#### ASSIGNMENT
Locate the word "below" in the material, then show every line that holds it.

#### DATA

┄┄┄┄┄┄

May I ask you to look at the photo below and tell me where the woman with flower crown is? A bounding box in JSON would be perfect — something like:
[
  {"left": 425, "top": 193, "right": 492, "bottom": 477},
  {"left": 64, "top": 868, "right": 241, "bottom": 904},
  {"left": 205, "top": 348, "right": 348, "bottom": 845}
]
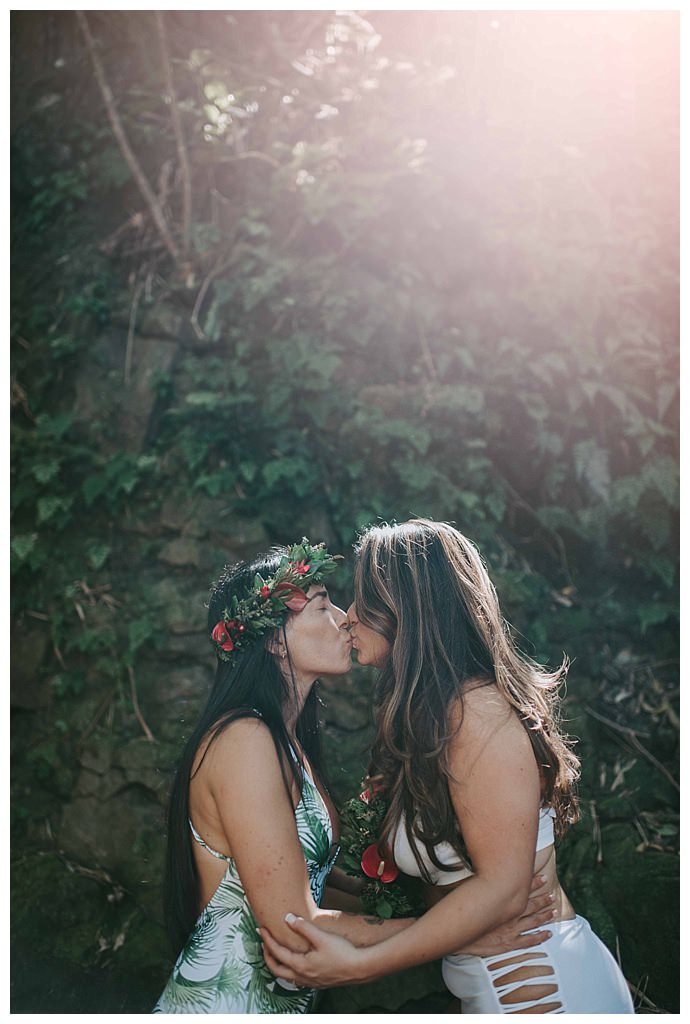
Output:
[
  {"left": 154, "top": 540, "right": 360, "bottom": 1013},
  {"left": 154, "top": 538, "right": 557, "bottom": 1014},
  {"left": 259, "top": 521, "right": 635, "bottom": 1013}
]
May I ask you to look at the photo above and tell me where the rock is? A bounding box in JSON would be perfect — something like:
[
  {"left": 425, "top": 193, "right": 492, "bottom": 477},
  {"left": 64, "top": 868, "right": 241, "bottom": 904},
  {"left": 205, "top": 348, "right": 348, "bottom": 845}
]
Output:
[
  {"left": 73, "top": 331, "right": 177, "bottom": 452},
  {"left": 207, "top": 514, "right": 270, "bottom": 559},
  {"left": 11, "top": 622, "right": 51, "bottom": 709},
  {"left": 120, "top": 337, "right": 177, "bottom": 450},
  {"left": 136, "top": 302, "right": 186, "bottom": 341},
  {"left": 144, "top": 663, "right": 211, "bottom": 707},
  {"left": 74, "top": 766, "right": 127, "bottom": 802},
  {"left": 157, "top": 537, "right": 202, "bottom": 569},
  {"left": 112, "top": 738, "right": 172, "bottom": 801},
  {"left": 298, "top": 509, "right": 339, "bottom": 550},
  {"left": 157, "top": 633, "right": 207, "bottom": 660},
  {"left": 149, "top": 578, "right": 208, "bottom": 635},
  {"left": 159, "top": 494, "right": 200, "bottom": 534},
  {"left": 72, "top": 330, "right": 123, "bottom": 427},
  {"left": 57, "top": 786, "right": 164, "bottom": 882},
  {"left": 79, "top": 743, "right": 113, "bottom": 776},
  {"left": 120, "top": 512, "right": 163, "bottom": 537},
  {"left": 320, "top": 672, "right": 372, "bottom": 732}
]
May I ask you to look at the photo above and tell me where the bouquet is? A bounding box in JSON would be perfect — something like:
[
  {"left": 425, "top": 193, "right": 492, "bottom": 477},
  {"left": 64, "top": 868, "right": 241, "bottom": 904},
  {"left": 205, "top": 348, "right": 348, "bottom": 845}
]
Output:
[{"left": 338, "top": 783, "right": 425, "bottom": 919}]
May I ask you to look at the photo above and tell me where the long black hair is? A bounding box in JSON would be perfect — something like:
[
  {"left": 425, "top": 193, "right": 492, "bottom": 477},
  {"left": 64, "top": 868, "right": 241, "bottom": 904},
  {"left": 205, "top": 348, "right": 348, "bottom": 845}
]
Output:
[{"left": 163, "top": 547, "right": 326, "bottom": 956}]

┄┄┄┄┄┄

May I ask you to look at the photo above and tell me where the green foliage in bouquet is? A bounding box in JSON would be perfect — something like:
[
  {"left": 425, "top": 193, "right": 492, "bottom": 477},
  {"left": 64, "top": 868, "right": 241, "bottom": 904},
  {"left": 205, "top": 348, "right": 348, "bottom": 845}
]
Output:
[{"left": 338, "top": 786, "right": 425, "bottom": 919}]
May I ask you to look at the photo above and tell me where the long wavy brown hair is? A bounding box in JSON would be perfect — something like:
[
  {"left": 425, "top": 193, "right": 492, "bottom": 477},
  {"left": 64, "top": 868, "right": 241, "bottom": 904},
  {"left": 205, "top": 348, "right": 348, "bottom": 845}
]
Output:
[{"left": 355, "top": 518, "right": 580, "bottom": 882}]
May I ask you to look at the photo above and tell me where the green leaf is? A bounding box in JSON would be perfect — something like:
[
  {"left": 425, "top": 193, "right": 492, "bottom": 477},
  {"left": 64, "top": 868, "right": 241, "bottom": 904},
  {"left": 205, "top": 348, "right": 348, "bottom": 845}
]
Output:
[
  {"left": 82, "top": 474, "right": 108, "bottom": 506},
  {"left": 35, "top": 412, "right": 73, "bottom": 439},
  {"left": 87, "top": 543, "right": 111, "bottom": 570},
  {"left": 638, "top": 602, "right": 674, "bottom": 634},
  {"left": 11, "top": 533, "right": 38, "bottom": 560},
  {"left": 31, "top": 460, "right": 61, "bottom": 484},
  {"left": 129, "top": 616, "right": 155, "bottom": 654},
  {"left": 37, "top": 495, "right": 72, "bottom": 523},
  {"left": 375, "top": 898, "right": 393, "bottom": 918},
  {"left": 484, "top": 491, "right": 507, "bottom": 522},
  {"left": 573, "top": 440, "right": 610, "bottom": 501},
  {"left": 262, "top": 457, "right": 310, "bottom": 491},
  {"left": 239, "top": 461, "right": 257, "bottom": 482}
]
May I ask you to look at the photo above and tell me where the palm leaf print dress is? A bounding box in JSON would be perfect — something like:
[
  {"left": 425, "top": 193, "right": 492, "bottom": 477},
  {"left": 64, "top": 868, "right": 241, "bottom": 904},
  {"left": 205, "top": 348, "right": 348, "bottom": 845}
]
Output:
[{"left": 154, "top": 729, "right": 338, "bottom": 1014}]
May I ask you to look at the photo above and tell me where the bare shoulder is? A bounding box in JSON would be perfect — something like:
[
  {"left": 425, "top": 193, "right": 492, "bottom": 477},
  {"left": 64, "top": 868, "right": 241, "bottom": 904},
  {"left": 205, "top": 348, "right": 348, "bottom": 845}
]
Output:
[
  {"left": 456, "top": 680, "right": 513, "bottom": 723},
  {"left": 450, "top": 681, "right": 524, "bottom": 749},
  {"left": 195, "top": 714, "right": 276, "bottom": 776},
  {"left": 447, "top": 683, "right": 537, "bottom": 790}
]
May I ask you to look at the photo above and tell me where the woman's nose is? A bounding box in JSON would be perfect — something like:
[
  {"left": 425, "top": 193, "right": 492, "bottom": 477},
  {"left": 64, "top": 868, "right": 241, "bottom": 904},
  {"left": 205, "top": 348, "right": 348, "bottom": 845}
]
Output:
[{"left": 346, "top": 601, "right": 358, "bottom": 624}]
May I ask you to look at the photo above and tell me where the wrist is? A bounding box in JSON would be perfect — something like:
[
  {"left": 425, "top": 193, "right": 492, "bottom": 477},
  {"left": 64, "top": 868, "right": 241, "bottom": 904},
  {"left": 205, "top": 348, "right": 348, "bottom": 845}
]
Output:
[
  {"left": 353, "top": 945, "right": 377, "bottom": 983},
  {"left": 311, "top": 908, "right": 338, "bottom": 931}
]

┄┄┄┄┄┄

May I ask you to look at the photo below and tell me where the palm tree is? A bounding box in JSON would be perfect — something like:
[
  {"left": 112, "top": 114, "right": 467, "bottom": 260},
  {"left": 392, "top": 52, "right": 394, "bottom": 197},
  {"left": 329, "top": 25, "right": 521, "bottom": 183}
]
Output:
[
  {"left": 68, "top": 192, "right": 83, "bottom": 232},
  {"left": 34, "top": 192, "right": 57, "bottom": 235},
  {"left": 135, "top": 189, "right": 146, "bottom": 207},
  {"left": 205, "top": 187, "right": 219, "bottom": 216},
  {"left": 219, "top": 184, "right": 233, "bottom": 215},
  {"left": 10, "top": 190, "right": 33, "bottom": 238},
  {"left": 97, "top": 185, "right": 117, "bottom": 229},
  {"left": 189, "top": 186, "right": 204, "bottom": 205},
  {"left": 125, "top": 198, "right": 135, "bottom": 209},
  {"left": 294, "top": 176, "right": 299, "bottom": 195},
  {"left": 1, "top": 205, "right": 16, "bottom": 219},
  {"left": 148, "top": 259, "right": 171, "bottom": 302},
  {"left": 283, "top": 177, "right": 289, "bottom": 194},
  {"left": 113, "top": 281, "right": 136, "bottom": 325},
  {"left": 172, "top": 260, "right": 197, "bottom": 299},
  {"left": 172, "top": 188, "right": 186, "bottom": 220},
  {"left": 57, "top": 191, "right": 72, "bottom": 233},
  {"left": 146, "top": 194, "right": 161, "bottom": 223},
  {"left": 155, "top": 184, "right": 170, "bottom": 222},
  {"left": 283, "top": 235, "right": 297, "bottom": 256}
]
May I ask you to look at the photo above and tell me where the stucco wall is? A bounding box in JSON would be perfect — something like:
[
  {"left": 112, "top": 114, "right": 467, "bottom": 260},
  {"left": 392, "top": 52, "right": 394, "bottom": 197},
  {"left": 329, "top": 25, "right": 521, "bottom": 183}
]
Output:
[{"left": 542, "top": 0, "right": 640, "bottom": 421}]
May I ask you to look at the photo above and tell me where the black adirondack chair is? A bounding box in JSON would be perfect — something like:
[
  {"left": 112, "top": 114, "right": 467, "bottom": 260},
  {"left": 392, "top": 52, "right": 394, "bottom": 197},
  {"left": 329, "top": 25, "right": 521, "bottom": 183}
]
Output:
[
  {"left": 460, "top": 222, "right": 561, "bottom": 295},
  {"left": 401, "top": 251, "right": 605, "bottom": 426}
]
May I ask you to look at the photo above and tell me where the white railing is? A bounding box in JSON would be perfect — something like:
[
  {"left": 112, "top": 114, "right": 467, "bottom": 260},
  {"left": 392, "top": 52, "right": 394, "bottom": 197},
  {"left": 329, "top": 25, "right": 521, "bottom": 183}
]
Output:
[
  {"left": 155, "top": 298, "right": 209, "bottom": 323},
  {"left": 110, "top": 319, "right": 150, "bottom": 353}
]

┄┄┄┄┄┄

#### SOLUTION
May I ask you to look at the photo below and tell me where the woman with flower crown is? A bounding box in JSON would be perfect — something like:
May I ask you to look at the photo below and tell me where the palm tree is? A bounding box in JSON would be perfect — something like:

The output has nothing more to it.